SET TASK:
Repeat the entries below exactly as they appear, with no pictures.

Stored data:
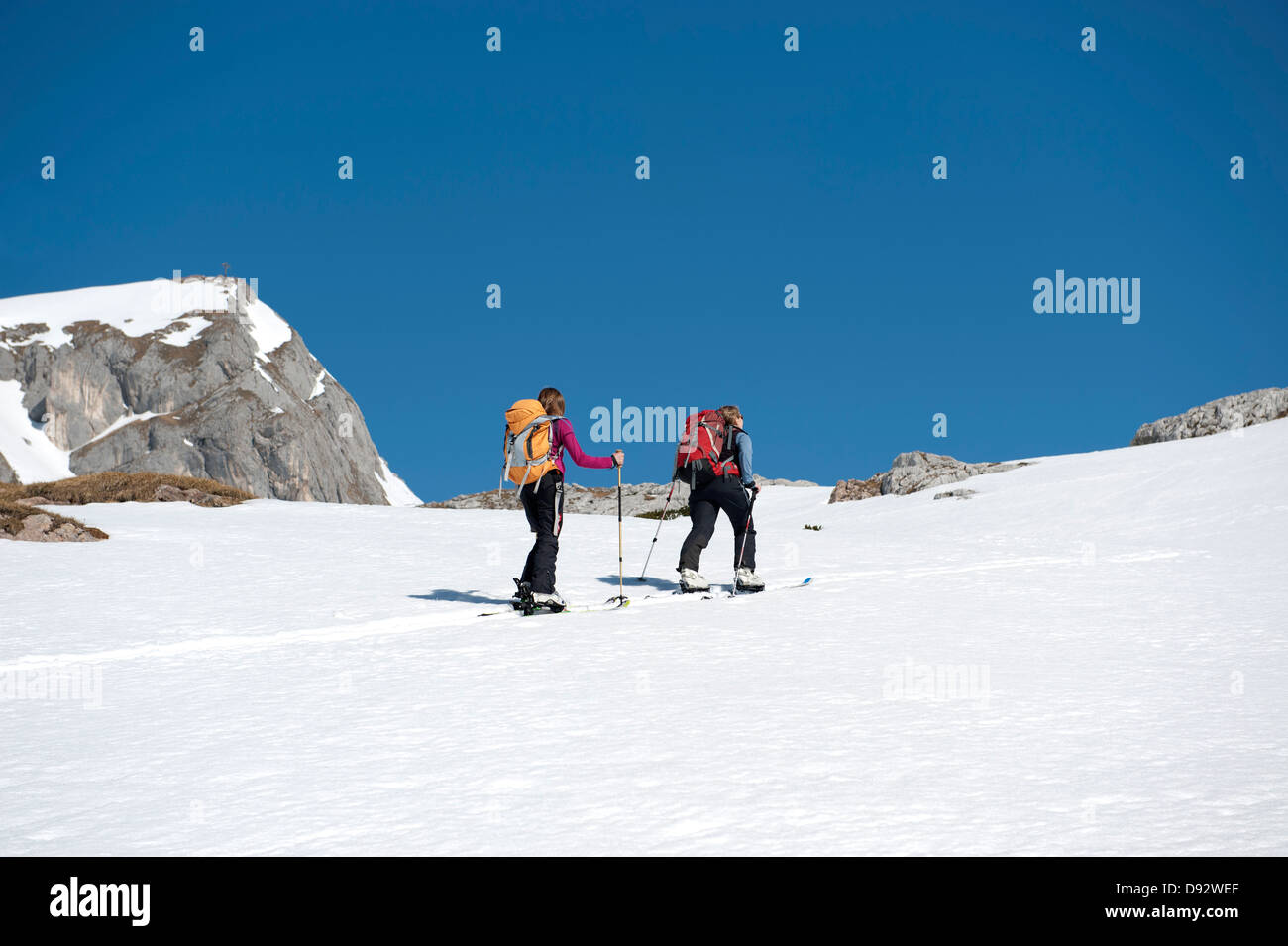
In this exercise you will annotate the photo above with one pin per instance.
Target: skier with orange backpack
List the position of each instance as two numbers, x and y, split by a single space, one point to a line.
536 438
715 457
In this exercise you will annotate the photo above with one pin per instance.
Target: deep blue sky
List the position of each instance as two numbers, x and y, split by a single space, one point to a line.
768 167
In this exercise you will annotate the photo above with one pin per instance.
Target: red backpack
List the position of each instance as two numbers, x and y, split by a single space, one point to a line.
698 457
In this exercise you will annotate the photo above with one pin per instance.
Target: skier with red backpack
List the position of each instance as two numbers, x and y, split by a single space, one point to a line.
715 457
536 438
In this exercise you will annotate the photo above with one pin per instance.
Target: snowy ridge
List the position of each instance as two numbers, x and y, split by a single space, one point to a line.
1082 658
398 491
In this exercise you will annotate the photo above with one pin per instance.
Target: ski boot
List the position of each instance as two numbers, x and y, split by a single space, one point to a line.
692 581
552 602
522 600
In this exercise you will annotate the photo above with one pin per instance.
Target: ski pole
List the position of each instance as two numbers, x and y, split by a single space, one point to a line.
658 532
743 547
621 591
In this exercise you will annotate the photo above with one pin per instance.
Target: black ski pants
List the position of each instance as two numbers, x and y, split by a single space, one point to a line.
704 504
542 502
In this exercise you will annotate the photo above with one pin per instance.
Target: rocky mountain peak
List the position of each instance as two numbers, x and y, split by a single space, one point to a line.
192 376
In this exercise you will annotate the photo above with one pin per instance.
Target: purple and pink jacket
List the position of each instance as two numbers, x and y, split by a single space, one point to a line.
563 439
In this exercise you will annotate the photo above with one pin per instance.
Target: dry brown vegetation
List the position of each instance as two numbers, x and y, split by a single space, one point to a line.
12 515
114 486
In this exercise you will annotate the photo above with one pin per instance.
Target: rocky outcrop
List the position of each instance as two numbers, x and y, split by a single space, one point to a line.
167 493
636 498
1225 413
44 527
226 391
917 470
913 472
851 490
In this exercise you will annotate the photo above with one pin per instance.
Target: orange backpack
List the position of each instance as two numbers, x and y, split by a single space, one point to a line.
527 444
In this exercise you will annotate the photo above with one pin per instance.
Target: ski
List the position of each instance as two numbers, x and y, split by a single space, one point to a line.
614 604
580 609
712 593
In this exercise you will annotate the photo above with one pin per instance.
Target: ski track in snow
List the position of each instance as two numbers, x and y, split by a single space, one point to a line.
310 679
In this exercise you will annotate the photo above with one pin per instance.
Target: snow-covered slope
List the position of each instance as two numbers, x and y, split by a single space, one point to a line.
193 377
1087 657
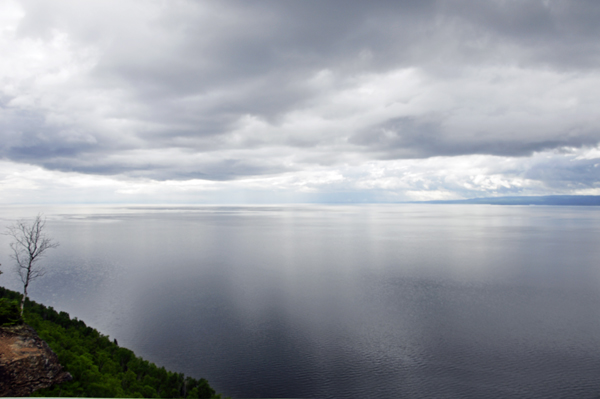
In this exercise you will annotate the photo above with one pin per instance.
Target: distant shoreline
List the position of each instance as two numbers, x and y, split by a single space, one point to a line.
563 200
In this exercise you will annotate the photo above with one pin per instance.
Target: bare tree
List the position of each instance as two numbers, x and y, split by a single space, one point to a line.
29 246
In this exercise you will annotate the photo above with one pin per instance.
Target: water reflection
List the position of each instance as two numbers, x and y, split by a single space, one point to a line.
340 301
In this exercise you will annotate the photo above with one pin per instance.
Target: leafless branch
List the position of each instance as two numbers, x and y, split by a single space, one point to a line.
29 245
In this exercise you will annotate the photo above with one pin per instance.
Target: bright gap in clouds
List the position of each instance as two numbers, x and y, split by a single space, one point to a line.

CORRECT RESPONSE:
In this exercise you will annotate the photo above with one pin per instance.
Target: skier with orange backpack
List the position of each instance as two numbers, x and y, split by a single space, one point to a line.
536 438
715 457
In this exercise you will annotate the photo above with one pin per instance.
Target: deep blue sky
List the position of each instance as two numbers, x and y, split by a single space, one point to a line.
768 167
In this exercise you will annotate the photo above with one pin per instance.
Target: red backpack
List the position of each instance as two numbers, x and y, split by a single space, one point to a line.
698 457
In this exercise you will annotate the photo above with one pin per instance.
Target: skier with red backpack
List the position of each instance as two numbers, x and y, split by a single space, one point to a line.
715 457
536 438
In this exercise you will annotate the photo above with one pin per instance.
Target: snowy ridge
List the position of each instance as two numbers, x and y, split by a single space, one point to a line.
1082 658
398 491
In this exercise you will annotate the photo above with one pin per instance.
Target: ski boot
List the position of each instance as two numbers, x and y, split by a single space, one point to a line.
692 581
552 602
522 600
In this exercise you will annotate the photo above with one pin per instance.
Target: ski pole
List the position of each instance as two numbers, x and y, split by a single space, one point to a line.
658 532
743 547
621 591
In this exercise you will annotate the photo above with one pin per instance.
Target: black ski pants
List the position of each instance as two numbers, x and y, split by a single space, one point to a line.
704 504
542 502
In this exercise you will annotate the photo above with one pin per instance.
Target: rocky mountain peak
List the position of each instance as two numbers, x and y, split by a single space, one point to a line.
192 376
In this exercise you will annotate the photo above with one pin per instance.
Target: purple and pink jacket
List the position of each instance as two numbers, x and y, split by a single space, one point to a line.
563 439
In this exercise you will annotate the photo above with one pin per instance.
Target: dry brown vegetation
List the position of each instance as two numbers, x and y, split by a single space, one point to a line.
12 515
114 486
In this exercise you will annotate the photo above with one pin per instance.
Target: rocky outcrop
List the position of each instance as two numbers, x and y, split by a single space, one point to a line.
167 493
636 498
1225 413
44 527
226 391
917 470
913 472
851 490
In this exercise you will annotate the photo above with one pin per instance.
Target: orange backpack
List the position of each instance as two numbers, x and y, split by a single space, one point to a line.
527 444
In this exercise you will annotate the photo above with one pin per instance.
Target: ski
List the position of each instance as two numbers, x and y, split by a single space, one point to a line.
614 604
580 609
712 593
In this exercise you will annotate the photo above with one pin per instance.
Target: ski track in snow
List the position of each instance as two numbers, x and y, split by a single space, one point to a line.
310 679
In this exercise you will annotate the photo above with one pin per instance.
Target: snow-covered slope
List the position of each instance as two numbers, x and y, split by a single space, one point to a line.
193 377
1087 657
In this exercise you will annotate the photo above with one pin per instance.
Target: distant shoreline
List the position of each instance as two numbers, x and y, split by a single space, one point to a line.
563 200
In this exercise you will annotate the photo above with one pin per instance.
Target: bare tree
List the position of each instance as two numbers, x and y, split by a single space, one point to a line.
29 246
In this exercise you will annotate the photo above with one pin per instance.
Target: water reflection
List the position of each instance as two numbers, x and y, split by a single space, one point to a line.
340 301
In this exercise you will annotate the photo above with one pin per instance.
Target: leafless branch
List the position of each instance as two numbers, x and y, split by a single space, one point to a line.
29 245
In this exercise you will annotate the photo above with one pin per instance.
Target: bright gap in clouds
List the position of each instance as two numbers, x and y, split by a single space, one point to a line.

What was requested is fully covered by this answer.